作業内容 1:
次の(a)〜(c)がそれぞれ本文の内容と合っているか、「はい」か「いいえ」で答えなさい。判断の根拠となる本文の言葉も、そのまま引用しなさい。
(a) 筆者が高校の同窓会に出たのは、卒業後はじめてである。
(b) 筆者の父親は清水東高校の出身である。
(c) 筆者は高校一年の数学の授業で群論を教わった。
作業内容 2: 本文の「週末に、高校の同窓会に出た。」から「もあたっている。ううむ(笑)」までを、一字も変えずに繰り返しなさい。
作業内容 3: 本文によると、筆者が卒業したのはどの高校のどの学科か。

高校時代の同窓会に出て

今日の記事は、いつも私が書く記事とはまったく違い、それどころか書かないようにしてきた個人的な性格を持つものだが、これは書いておく。

週末に、高校の同窓会に出た。卒業してからはじめてだから、30年以上もたって開かれた同窓会である。

私が卒業したのは、静岡の清水東高の理数科である。これは、1・5流の高校に作られた超一流の学科で、全県一区で40人のエリートを3年間同じクラスで教育するシステムである。自分の高校を1・5流というのも失礼な話だけれども、隣町の静岡に静岡高校という名門があり、これは立地も校風も校歌も、本物の一流高の品格を感じさせる。静岡高校を出た父親に言わせると、清水東は「庵原の山猿」と言われていたとのこと。これは、ある部分においては現在でもあたっている。ううむ(笑)

また、自分の出た学科を超一流というのも傲慢な話だが、学ぶ進度も内容も受験の実績も、そういっていい。高校一年の時の数学の授業で群論を教えられたし、42人のうち、だいたいの数字だが、東大に10人、京大など旧帝大に10人、医学部に10人くらい入った。これを誇りにするというのも恥ずかしい話だが、私は誇りにしている。

データ項目:
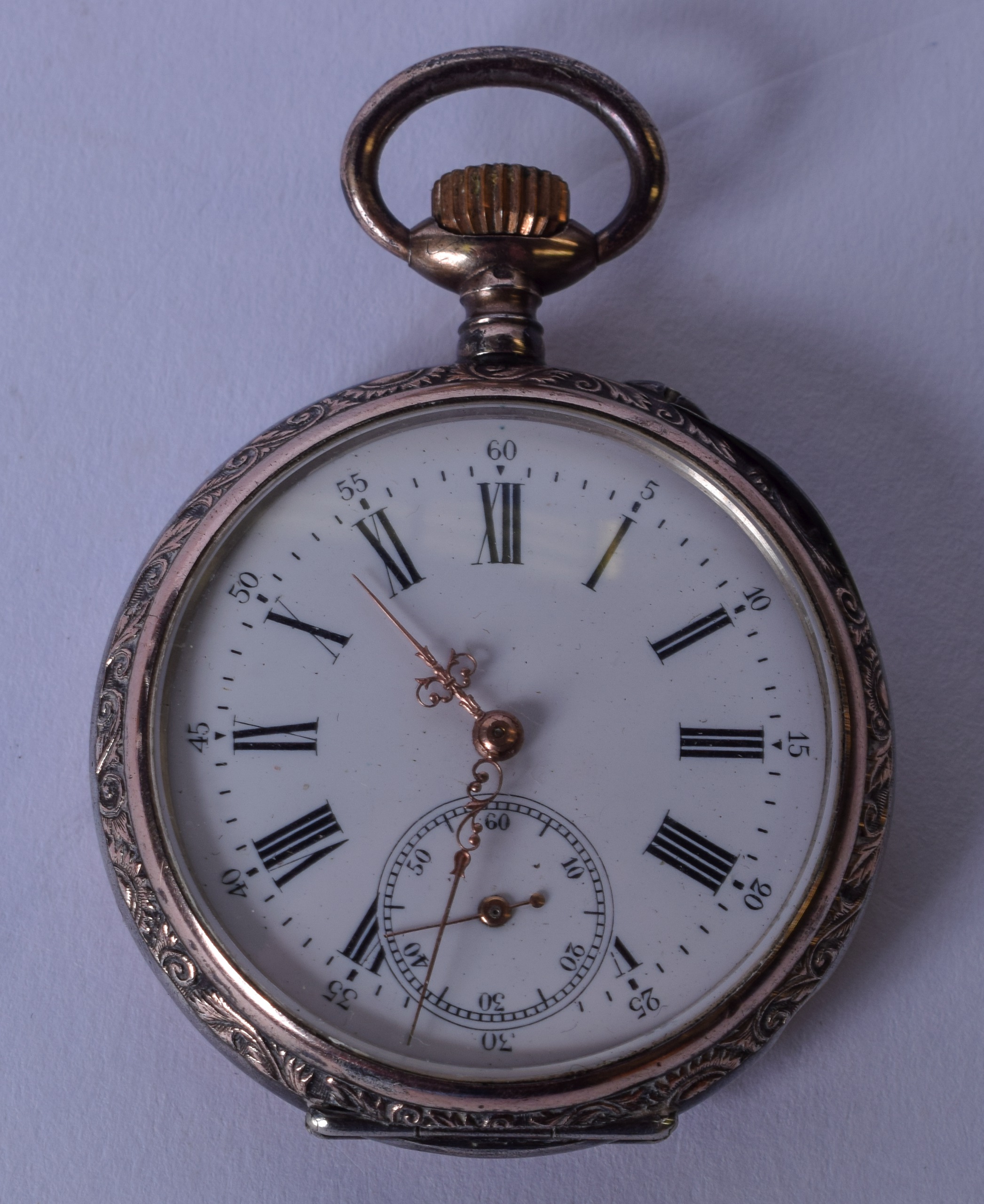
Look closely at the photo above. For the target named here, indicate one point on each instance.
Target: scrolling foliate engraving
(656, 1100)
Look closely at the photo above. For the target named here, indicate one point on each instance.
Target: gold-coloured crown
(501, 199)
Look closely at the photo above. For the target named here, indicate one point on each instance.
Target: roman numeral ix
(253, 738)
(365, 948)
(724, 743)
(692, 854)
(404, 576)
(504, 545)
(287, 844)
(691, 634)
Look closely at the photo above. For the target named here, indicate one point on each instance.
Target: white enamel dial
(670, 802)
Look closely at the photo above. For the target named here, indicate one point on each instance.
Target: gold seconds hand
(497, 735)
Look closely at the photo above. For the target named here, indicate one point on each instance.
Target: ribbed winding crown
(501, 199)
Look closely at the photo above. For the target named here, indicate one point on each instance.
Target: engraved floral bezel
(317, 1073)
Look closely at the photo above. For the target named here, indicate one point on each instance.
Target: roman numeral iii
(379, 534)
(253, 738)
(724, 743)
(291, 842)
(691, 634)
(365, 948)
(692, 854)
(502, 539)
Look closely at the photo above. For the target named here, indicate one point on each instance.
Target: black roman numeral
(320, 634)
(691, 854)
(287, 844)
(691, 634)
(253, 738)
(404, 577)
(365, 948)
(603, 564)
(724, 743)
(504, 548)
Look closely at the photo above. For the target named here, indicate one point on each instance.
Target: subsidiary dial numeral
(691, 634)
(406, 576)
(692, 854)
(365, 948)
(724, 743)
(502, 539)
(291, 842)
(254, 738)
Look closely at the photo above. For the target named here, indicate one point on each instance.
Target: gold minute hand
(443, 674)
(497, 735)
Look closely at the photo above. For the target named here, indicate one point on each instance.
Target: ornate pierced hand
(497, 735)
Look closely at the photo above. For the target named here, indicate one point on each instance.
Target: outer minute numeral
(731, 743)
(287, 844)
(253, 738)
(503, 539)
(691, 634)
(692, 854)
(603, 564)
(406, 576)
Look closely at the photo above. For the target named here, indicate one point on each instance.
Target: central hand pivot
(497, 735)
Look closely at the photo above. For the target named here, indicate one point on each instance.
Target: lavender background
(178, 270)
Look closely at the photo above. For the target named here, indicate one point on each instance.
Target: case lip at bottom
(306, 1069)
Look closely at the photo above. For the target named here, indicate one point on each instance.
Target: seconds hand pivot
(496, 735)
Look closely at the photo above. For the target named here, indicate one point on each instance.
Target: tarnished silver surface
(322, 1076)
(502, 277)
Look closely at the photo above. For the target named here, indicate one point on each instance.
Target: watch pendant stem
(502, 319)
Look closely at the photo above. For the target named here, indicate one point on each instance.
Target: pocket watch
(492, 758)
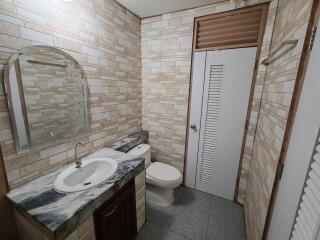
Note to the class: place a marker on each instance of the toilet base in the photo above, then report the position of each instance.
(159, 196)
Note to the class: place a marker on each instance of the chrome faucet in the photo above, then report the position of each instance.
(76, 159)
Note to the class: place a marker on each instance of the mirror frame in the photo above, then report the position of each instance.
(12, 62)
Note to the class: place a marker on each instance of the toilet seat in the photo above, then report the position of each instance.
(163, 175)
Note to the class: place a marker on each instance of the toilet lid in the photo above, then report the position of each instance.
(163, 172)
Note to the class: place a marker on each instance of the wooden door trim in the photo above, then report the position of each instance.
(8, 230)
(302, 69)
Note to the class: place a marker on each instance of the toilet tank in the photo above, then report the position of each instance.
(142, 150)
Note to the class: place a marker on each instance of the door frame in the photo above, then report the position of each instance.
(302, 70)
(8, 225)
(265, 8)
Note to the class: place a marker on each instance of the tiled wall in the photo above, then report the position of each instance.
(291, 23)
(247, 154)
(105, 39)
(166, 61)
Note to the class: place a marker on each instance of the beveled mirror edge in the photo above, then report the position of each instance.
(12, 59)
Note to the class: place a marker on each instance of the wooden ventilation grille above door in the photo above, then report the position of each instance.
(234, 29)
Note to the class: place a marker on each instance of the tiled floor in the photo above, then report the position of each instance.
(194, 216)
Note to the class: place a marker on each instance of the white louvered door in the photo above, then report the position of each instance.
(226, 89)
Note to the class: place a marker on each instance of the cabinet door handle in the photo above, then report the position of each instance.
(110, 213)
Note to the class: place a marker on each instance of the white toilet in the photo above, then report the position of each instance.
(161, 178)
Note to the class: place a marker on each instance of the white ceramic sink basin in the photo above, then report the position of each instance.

回答 1:
(a) はい。「卒業してからはじめてだから、30年以上もたって開かれた同窓会である。」
(b) いいえ。「静岡高校を出た父親に言わせると」
(c) はい。「高校一年の時の数学の授業で群論を教えられたし」

回答 2:
週末に、高校の同窓会に出た。卒業してからはじめてだから、30年以上もたって開かれた同窓会である。

私が卒業したのは、静岡の清水東高の理数科である。これは、1・5流の高校に作られた超一流の学科で、全県一区で40人のエリートを3年間同じクラスで教育するシステムである。自分の高校を1・5流というのも失礼な話だけれども、隣町の静岡に静岡高校という名門があり、これは立地も校風も校歌も、本物の一流高の品格を感じさせる。静岡高校を出た父親に言わせると、清水東は「庵原の山猿」と言われていたとのこと。これは、ある部分においては現在でもあたっている。ううむ(笑)

回答 3: 静岡の清水東高の理数科。